Exercise = Below are records; copy every line among them that contains the word "fish".

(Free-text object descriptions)
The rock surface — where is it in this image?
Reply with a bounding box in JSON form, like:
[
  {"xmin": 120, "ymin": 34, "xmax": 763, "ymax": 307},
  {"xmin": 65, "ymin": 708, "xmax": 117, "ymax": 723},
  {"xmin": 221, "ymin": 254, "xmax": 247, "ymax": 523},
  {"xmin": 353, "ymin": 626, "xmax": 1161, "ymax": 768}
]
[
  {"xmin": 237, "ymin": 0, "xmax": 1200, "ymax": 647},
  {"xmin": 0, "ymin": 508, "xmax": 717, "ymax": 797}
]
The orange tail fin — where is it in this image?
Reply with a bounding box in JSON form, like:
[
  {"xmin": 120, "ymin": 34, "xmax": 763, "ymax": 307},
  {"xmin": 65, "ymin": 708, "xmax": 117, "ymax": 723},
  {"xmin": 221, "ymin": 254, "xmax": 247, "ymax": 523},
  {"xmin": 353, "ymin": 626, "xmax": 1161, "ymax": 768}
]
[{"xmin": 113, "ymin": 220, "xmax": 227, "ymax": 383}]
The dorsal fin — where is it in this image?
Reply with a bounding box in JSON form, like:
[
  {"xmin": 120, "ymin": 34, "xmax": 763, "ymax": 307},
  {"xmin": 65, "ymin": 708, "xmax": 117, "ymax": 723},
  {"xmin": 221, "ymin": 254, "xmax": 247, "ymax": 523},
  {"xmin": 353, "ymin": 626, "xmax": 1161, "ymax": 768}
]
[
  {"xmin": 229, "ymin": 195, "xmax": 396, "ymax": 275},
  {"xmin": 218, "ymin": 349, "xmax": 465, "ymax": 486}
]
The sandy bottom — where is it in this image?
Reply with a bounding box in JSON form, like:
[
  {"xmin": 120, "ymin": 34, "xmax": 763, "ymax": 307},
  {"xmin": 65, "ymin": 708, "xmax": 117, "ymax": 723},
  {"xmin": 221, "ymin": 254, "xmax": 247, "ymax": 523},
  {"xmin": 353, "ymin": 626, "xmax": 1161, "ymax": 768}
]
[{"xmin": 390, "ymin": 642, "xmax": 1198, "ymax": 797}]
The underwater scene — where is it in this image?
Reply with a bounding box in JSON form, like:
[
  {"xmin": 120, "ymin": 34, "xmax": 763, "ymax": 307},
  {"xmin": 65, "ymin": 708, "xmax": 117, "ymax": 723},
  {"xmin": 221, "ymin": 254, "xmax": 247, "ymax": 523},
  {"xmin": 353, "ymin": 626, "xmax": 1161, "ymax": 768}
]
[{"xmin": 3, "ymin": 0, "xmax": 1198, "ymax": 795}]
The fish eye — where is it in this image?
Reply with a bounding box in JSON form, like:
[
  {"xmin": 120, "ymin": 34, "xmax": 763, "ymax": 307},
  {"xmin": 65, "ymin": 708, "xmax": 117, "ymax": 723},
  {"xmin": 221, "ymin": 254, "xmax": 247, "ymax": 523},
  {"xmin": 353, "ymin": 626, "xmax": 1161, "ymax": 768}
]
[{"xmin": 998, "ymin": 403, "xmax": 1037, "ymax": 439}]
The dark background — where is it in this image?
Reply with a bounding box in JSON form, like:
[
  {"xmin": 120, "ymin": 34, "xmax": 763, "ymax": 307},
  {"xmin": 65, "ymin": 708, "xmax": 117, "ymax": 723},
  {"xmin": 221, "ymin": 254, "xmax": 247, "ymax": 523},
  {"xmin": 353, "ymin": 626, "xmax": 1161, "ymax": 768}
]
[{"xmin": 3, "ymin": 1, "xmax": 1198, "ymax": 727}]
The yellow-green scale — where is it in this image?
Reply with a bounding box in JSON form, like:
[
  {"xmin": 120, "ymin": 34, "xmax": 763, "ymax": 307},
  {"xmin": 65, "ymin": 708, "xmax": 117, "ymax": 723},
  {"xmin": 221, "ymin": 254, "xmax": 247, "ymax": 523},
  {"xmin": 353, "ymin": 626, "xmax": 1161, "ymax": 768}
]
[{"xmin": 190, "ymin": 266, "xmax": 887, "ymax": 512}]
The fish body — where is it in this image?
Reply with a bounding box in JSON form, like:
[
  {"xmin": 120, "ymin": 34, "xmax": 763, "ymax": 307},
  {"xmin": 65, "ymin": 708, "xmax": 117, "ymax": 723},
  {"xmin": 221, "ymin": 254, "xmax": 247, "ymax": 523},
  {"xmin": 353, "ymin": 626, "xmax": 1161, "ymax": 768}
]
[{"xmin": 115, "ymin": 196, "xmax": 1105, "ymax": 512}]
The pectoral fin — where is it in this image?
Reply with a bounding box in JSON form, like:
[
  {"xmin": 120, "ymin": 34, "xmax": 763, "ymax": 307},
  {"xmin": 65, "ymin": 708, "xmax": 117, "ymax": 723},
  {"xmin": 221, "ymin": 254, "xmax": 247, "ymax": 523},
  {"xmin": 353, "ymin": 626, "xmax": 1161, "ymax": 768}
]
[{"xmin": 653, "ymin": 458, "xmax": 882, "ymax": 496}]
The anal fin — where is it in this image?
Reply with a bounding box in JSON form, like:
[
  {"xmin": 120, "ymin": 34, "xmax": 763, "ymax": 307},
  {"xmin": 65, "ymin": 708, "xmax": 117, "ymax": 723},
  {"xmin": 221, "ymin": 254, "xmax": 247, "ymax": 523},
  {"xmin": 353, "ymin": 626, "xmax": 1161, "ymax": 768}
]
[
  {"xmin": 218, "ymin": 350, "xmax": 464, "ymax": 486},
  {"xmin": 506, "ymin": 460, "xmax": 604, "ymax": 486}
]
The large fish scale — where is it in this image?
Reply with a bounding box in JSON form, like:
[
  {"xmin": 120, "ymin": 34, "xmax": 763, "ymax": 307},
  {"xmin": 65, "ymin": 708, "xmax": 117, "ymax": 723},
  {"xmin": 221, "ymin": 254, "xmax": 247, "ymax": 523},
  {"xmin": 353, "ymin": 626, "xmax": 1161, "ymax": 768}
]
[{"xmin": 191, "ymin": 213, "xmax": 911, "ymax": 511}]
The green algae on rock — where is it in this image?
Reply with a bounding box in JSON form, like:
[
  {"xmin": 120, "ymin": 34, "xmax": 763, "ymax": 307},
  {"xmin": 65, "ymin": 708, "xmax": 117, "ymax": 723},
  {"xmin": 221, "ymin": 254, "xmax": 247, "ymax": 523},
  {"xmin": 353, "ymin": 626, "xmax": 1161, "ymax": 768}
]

The answer =
The fish eye — where is it in this image?
The fish body — where is it in this image?
The large fish scale — where is it in this image?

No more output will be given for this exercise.